Malvina Doak Clarke, following her newspaper husband, died around 1864 in Bexar County, Texas. Mr. George W. Clarke died in Mexico City in 1881 after starting an English version of a Mexican newspaper called Two Republics. Their daughter, Georgie Clarke, our Dawes Commission witness, once a resident of Texas, ended her days in Los Angeles, dying on March 21, 1943. Both she and her brother Joseph Magtella Clarke, remembered well their colorful pioneer heritage.

Obit of George W. Clarke 1881 -excerpt
Dallas Herald, April 1881

Vincent B. Tims and Descendants

Unlike Josiah Doak, Vincent B. Tims and his full-blood Choctaw wife remained at Doaksville for the rest of their lives. Vincent continued his community involvement, representing the Doaksville area for the Great Raft Convention in 1847. The purpose of the convention was to petition the U.S. Congress for appropriations to keep the Red River channel unobstructed and reliably open to steamboat commerce. Delegates from nearby Texas and Arkansas counties were in attendance as well as two special invitees from the Choctaw Nation – Vincent B. Tims and Joseph R. Berthelet, former partner of Choctaw plantation farmer Robert M. Jones. In 1861 Mr. Tims was also designated to be the Indian Agent for the Choctaws if the Confederate States had won the War Between the States.

1847 Raft delegation
Washington Telegraph, Dec 1847

Vincent B. Tims died June 14, 1864 at Doaksville according to his descendants.  But from the few surviving public records of that time, we know he was named postmaster at Doaksville on May 17, 1871. Another mystery! He would have been about 68 years old.

Vincent Tims postmaster
from Appointments of U.S. Postmasters, 1832-1971

The names of three of his children have survived: Vinson W. Tims, born 1838, and Edward Ward Tims, born 1842, and a daughter Phoebe, who died in obscurity prior to final enrollment.

First-born son, Vinson W. Tims, with his wife Emaline chose a quiet life, farming in the High Hill area to the north of Doaksville.  One of their sons, James B. Tims, gave an interview in 1937, wherein he described his parents, Vinson and Emaline, living 6 or 7 miles north and a little west of Doaksville in the old Towson County. The property later became know as the Charley Blankenship place. James described the V.B. Tims’ stand in Doaksville (on Merchants Row) as being in front of the old rock jail, whose foundations are still evident today.

DoaksvilleJail
Old Jail Foundation at Doaksville Townsite

Vinson died in 1891. His wife Emaline lived to become Choctaw Enrollee #1947 (Census Card 778)  and died in 1918.

Emaline Tims 1842-1918
Emaline Steadman Tims

Their children – James, Mitchell, Betsy (wife of Joseph Thompson), John, Rev. Robert Tims, Willie, Rosie (wife of James Wilson), and Calvin – became familiar faces in the Spencerville and Fort Towson areas.

(Supplied entries):
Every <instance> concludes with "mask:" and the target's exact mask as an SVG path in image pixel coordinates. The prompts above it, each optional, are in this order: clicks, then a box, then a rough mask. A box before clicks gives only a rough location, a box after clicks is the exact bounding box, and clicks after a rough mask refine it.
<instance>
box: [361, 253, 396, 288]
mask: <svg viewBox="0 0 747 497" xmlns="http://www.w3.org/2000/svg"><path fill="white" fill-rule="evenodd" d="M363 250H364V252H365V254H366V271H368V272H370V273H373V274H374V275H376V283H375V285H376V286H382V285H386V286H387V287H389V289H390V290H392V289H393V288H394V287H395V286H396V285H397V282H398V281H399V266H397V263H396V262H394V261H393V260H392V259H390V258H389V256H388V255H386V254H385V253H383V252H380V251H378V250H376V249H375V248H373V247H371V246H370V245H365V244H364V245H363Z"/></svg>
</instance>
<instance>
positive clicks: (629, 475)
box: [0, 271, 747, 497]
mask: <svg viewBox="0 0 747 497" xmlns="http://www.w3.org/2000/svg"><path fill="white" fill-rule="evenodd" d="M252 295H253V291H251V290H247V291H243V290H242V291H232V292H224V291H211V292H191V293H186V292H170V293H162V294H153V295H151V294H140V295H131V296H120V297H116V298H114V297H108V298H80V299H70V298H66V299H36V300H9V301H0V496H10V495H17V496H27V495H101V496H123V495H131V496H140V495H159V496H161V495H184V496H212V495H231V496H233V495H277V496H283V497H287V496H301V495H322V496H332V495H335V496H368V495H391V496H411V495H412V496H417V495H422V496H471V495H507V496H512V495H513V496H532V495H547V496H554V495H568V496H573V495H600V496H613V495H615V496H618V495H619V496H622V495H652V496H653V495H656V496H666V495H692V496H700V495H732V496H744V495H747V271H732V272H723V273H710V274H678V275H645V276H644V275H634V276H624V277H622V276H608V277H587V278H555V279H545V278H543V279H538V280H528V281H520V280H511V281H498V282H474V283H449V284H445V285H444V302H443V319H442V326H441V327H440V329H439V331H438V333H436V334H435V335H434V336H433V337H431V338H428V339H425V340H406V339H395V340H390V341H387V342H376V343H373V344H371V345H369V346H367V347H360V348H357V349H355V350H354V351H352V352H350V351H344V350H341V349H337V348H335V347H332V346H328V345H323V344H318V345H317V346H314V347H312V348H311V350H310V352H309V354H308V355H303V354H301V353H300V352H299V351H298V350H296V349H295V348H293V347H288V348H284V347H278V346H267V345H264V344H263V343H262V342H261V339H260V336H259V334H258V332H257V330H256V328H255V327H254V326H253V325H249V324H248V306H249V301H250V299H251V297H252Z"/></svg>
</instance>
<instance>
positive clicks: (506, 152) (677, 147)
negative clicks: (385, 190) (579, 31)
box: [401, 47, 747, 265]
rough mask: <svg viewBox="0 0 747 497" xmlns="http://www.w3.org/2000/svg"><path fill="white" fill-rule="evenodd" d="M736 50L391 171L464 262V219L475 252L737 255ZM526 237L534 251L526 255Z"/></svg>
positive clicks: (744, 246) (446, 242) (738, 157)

(Task set):
1. Write out the part of the Doaksville family history starting with "Vinson died in" and going on through "Fort Towson areas.".
2. Give again, word for word, the entries starting with their first line and going on through the line with "box: [361, 253, 396, 288]", both ends included.

(Answer set):
1.
Vinson died in 1891. His wife Emaline lived to become Choctaw Enrollee #1947 (Census Card 778)  and died in 1918.

Emaline Tims 1842-1918
Emaline Steadman Tims

Their children – James, Mitchell, Betsy (wife of Joseph Thompson), John, Rev. Robert Tims, Willie, Rosie (wife of James Wilson), and Calvin – became familiar faces in the Spencerville and Fort Towson areas.

2.
Every <instance> concludes with "mask:" and the target's exact mask as an SVG path in image pixel coordinates. The prompts above it, each optional, are in this order: clicks, then a box, then a rough mask. A box before clicks gives only a rough location, a box after clicks is the exact bounding box, and clicks after a rough mask refine it.
<instance>
box: [361, 253, 396, 288]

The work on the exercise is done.